- **Written exercise**:
Pull out every line below word for word, leaving the pictures out of your answer.

- **Data section**:

Start

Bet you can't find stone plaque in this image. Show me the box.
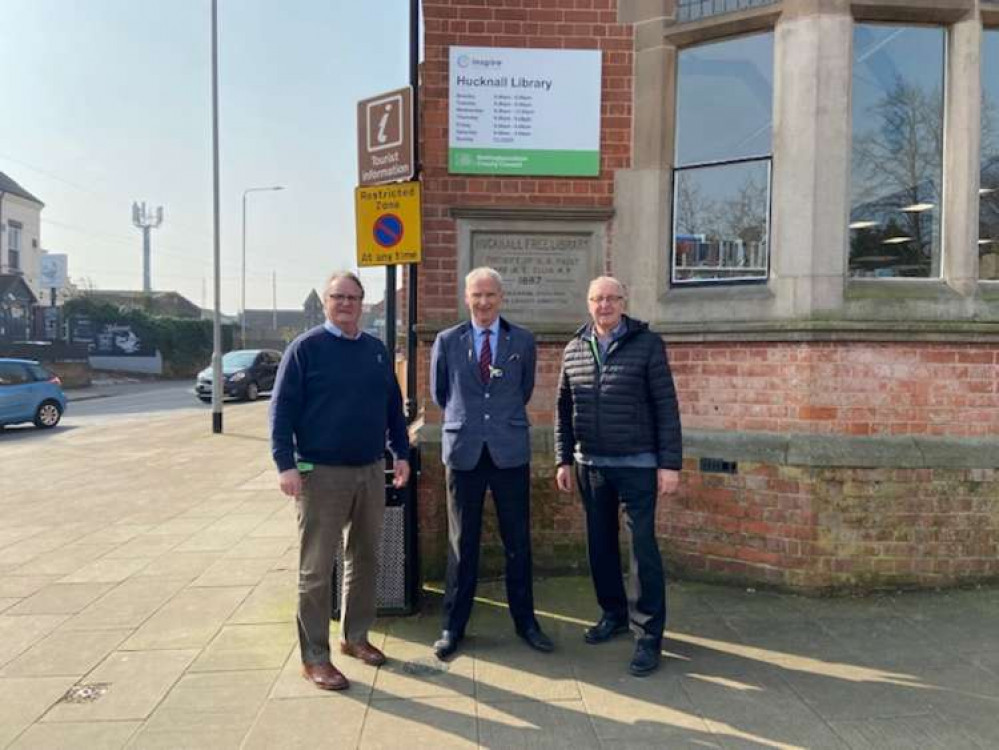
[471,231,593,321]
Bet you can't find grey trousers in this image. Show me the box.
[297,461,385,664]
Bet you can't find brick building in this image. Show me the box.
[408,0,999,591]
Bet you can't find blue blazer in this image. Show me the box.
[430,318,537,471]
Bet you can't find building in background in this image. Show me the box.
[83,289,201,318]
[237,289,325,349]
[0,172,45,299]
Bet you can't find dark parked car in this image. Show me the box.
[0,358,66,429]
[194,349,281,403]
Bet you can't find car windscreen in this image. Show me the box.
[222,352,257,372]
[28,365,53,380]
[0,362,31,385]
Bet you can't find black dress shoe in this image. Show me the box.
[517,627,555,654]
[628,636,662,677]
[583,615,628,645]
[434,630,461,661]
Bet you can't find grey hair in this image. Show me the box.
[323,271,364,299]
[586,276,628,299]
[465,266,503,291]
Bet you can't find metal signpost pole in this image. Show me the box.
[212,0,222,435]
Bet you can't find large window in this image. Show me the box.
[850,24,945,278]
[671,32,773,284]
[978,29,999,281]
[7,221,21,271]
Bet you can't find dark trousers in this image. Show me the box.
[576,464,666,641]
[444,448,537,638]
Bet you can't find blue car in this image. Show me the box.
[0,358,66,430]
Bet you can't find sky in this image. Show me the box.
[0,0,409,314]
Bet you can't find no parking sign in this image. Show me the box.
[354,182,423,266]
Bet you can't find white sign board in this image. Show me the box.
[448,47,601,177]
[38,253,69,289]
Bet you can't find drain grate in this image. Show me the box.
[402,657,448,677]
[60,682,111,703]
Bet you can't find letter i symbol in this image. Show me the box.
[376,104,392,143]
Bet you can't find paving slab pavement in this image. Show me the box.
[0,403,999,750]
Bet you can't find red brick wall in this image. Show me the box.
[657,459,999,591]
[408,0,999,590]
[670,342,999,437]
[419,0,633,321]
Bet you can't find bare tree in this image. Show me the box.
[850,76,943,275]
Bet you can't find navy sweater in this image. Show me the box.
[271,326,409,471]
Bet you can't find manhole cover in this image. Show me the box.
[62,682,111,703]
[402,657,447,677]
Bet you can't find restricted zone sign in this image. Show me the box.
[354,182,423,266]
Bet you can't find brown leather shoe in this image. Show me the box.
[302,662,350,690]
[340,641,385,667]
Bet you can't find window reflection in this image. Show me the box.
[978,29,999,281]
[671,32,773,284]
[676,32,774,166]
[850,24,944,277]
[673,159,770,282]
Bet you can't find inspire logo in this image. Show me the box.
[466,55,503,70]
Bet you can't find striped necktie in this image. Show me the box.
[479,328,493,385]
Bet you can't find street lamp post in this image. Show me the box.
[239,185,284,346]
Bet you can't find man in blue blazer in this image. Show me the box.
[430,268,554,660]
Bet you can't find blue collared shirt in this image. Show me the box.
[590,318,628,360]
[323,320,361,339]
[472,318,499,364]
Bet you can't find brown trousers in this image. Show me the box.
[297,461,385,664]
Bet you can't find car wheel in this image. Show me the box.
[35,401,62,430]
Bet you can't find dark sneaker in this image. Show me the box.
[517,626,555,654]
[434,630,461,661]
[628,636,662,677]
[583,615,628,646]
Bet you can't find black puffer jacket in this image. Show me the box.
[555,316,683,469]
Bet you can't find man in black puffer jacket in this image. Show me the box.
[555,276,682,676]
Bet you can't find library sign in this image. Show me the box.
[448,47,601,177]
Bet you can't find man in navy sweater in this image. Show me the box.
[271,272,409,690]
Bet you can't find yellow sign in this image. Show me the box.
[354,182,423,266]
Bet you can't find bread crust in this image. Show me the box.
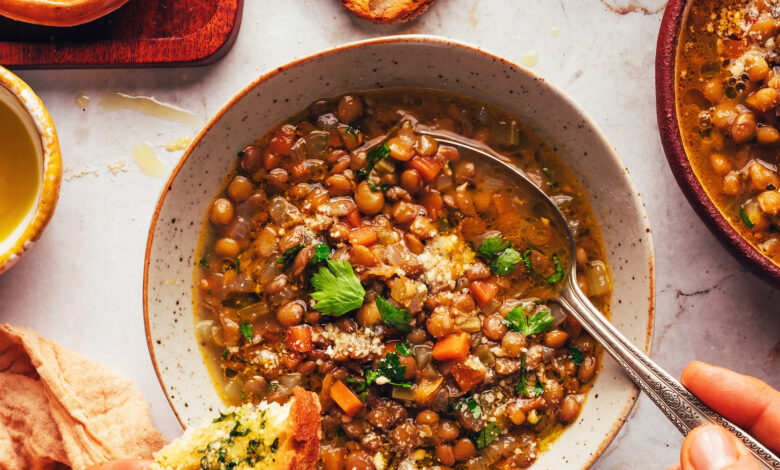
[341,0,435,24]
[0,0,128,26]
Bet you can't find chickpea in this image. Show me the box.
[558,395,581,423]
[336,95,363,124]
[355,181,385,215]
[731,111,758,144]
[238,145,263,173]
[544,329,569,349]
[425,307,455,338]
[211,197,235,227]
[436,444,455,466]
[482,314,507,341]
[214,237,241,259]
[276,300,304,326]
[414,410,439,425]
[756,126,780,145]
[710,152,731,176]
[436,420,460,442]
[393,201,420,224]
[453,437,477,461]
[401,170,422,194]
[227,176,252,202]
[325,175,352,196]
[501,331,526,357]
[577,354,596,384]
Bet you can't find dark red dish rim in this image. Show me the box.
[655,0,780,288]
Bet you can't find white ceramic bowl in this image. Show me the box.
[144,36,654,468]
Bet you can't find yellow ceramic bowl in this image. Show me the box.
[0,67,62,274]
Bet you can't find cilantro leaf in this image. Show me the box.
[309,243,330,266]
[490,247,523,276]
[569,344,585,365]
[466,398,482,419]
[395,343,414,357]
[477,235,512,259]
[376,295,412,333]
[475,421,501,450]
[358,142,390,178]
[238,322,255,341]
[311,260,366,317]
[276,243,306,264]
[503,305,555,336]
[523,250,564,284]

End

- **Task response**:
Bet you can't find stone plaque in this image. Show me the box.
[471,231,593,321]
Bet you can't find grey trousers in this image. Show me the box.
[297,461,385,664]
Bet you can't find brick building in this image. Show me the box.
[408,0,999,591]
Bet you can't find blue blazer in this image. Show me the box.
[430,318,537,471]
Bet you can't find building in background in this image. Show me the box.
[83,289,201,318]
[237,289,325,349]
[0,172,45,299]
Bet you can't find dark parked car in this image. Show me the box.
[0,358,66,429]
[194,349,281,403]
Bet you can't find car windscreen in this image. Show me the box.
[222,352,257,372]
[28,365,53,380]
[0,362,31,385]
Bet you can't find black dress shoe in this image. Show me the box.
[517,627,555,654]
[628,636,662,677]
[583,615,628,645]
[434,630,461,661]
Bet you can't find grey hair in this image. Show me the box.
[323,271,364,299]
[586,276,628,299]
[465,266,503,291]
Bet you can't find metal signpost pole in this image. Show me the box.
[212,0,222,435]
Bet you can't find large window in this image. Show me the box.
[850,24,945,278]
[671,32,773,284]
[978,29,999,281]
[7,221,21,271]
Bet you can't find dark trousers in this image. Show me the box.
[576,464,666,641]
[444,448,537,638]
Bet you can't find blue car in this image. Show me the box.
[0,358,66,430]
Bet you can't find sky in this image. Show me the box.
[0,0,409,314]
Bet you can't find no parking sign in this image. Show me the box.
[354,182,423,266]
Bet you can't find white sign board in this image. Show me the box.
[448,47,601,177]
[38,253,69,289]
Bet you can't find drain grate in this image. Show me the box.
[402,657,448,677]
[60,682,111,703]
Bet you can't find letter i symbol in this image. Show me the box.
[376,104,392,143]
Bet you can't find paving slab pavement in this image. Show me the box.
[0,403,999,750]
Bet you can't find red brick wall in this image. Show me the box.
[657,459,999,591]
[408,0,999,590]
[670,342,999,437]
[419,0,633,321]
Bet you can't find bare tree in this image. Show me the box.
[850,76,943,275]
Bet you can't find navy sweater in this image. Show me the box.
[271,326,409,471]
Bet you can't find manhole cover in this image. Show me the box.
[62,682,111,703]
[402,657,447,677]
Bet you can't find restricted zone sign in this image. Show me the box.
[354,182,423,266]
Bet you can't find brown leather shoe in this image. Show me the box.
[302,662,350,690]
[340,641,385,667]
Bet you can't find window reflection in this image. Show me the box.
[978,29,999,281]
[671,32,773,284]
[676,32,774,166]
[850,24,944,277]
[673,159,770,282]
Bet you can't find inspire logo in this image. Show me the box.
[466,55,503,70]
Bet you can't find striped necktie in this image. Show me the box.
[479,328,493,385]
Bet you can't find street lamp post in this image. Show me the box.
[239,185,284,346]
Bet you can't find man in blue blazer in this image. Show me the box.
[430,268,554,660]
Bet you can't find blue collared shirt in this image. Show me the box.
[590,318,628,360]
[323,320,361,339]
[472,318,499,364]
Bet you can't find brown trousers in this image. Show me the box.
[297,461,385,664]
Bet you can't find car wheel in this image. Show me the box.
[35,401,62,430]
Bet you can't find dark sneaker in this image. Show me the box.
[517,626,555,654]
[434,630,461,661]
[628,636,662,677]
[583,615,628,646]
Bet you can't find black puffer jacket in this image. Show me the box.
[555,316,683,469]
Bet you can't find man in black puffer jacket in this image. Show me the box.
[555,276,682,676]
Bet you can't find library sign in this image. Show me the box.
[448,47,601,177]
Bet you can't find man in navy sweater in this image. Show me the box.
[271,272,409,690]
Bet you can't find yellow sign in this image. Show me the box.
[354,182,423,266]
Bet you can't find bread crust in this image. Show me the box.
[341,0,435,24]
[0,0,128,26]
Bet you can't find chickpea in this image. Show me the box.
[558,395,581,423]
[336,95,363,124]
[355,181,385,215]
[731,111,758,144]
[238,145,263,173]
[544,329,569,349]
[425,307,455,338]
[211,197,235,227]
[436,444,455,466]
[482,314,507,341]
[214,237,241,259]
[276,300,304,326]
[414,410,439,425]
[756,126,780,145]
[710,152,731,176]
[436,420,460,442]
[393,201,420,224]
[453,437,477,461]
[401,170,422,194]
[227,176,252,202]
[325,175,352,196]
[501,331,526,357]
[577,354,596,384]
Bet you can't find dark red dish rim in this image. Show me the box.
[655,0,780,288]
Bet you can't find white ceramic bowl in this image. Show me the box.
[144,36,654,468]
Bet you can't find yellow ceramic bowl in this image. Show me the box.
[0,67,62,274]
Bet you can't find cilantro leaf in this image. Show me the box.
[309,243,330,266]
[490,247,523,276]
[569,344,585,365]
[466,398,482,419]
[395,343,414,357]
[477,235,512,259]
[376,295,412,333]
[475,421,501,450]
[358,142,390,178]
[238,322,255,341]
[311,260,366,317]
[276,243,306,264]
[503,305,555,336]
[523,250,564,284]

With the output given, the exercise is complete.